-- start DATA EXTRACT --

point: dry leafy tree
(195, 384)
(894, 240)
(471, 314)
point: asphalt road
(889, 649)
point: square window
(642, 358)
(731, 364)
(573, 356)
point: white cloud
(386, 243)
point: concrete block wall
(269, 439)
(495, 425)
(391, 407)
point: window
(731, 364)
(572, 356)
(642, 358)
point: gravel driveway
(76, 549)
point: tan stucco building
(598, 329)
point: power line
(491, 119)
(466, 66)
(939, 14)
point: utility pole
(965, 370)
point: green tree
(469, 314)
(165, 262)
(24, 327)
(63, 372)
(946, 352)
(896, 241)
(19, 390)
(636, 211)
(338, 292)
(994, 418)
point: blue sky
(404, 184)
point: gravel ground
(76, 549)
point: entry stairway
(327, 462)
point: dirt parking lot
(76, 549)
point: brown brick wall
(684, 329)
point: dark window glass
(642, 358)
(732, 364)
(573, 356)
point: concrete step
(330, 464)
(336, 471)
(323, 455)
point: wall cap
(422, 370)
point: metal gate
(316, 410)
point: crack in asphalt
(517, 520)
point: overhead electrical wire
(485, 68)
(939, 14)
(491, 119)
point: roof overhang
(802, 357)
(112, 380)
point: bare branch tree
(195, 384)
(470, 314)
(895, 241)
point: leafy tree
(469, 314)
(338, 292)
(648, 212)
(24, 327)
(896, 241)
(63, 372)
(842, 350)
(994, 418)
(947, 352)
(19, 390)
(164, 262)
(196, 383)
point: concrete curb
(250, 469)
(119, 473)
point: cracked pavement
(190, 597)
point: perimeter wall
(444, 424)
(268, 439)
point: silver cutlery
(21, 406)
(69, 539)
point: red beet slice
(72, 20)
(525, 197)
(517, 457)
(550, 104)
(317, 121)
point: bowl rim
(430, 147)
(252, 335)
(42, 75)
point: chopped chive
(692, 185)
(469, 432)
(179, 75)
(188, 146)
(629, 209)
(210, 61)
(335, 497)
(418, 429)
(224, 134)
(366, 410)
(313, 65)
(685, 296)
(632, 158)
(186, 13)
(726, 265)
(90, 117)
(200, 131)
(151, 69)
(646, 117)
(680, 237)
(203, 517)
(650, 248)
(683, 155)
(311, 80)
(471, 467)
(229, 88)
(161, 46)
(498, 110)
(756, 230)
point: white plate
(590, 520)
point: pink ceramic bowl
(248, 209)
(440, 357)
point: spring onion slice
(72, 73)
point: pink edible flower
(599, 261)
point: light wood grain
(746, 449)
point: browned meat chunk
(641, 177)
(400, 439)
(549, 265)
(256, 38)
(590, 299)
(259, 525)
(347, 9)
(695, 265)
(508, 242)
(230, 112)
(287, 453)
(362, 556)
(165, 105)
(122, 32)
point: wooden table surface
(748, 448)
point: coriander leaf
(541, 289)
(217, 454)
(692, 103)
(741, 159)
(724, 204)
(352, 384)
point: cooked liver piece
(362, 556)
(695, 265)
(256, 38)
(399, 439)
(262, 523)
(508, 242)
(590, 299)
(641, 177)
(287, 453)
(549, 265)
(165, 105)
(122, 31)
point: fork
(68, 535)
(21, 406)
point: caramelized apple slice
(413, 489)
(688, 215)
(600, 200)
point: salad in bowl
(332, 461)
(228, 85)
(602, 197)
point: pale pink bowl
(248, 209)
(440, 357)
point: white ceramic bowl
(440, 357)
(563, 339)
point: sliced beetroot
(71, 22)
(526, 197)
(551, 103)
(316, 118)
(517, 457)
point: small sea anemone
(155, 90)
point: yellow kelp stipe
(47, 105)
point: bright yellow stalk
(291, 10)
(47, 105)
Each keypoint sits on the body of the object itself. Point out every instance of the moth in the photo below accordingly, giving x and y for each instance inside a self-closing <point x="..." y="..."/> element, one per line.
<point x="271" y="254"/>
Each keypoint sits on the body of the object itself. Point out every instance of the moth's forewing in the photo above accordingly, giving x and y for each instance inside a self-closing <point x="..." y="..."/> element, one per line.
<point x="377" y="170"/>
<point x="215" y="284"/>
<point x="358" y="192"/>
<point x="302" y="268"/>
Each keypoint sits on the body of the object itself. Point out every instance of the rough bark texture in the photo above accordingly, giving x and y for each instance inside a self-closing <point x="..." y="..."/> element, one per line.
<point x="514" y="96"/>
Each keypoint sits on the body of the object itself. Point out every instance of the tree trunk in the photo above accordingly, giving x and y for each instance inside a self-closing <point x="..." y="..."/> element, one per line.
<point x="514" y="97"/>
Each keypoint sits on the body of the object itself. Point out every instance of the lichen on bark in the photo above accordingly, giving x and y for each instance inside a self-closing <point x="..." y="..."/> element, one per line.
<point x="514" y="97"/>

-- end DATA EXTRACT --

— EXERCISE DIRECTIONS —
Please rename "keypoint" to "marker" in the entries from the line with "point: pale pink bowl" up to and including the last line of the entries. Write out those lines again with nothing else changed.

— REPLY —
point: pale pink bowl
(248, 209)
(440, 357)
point: white ceramic bowl
(440, 357)
(563, 339)
point: sliced beetroot
(71, 22)
(526, 197)
(551, 103)
(316, 118)
(517, 457)
point: small sea anemone
(155, 90)
point: yellow kelp stipe
(47, 105)
point: bright yellow stalk
(291, 10)
(47, 105)
Each marker sits on the body of the object itself. Point out every instance of the moth in the photo below accordingly, giving x and y for each instance inside a self-closing <point x="..." y="..."/> element, one per line.
<point x="271" y="254"/>
Each marker sits on the body of the object itself. Point out every instance of the moth's forewing in the photo above accordingly, giving x and y for each instance inside a self-closing <point x="..." y="..."/> element, one per line.
<point x="377" y="170"/>
<point x="215" y="284"/>
<point x="358" y="192"/>
<point x="302" y="268"/>
Each marker sits on the body of the object itself. Point out every instance of the rough bark texture in the photo above accordingly, giving x and y for each instance inside a self-closing <point x="..." y="..."/> element, one per line.
<point x="514" y="96"/>
Each marker sits on the body of the object itself. Point out every instance of the tree trunk in the photo above accordingly, giving x and y for each instance inside a self-closing <point x="..." y="..."/> element, one per line.
<point x="514" y="97"/>
Each marker sits on the body of the object itself. Point out every instance of the lichen on bark in the photo above accordingly, giving x and y for each instance inside a self-closing <point x="..." y="..."/> element, one per line.
<point x="514" y="97"/>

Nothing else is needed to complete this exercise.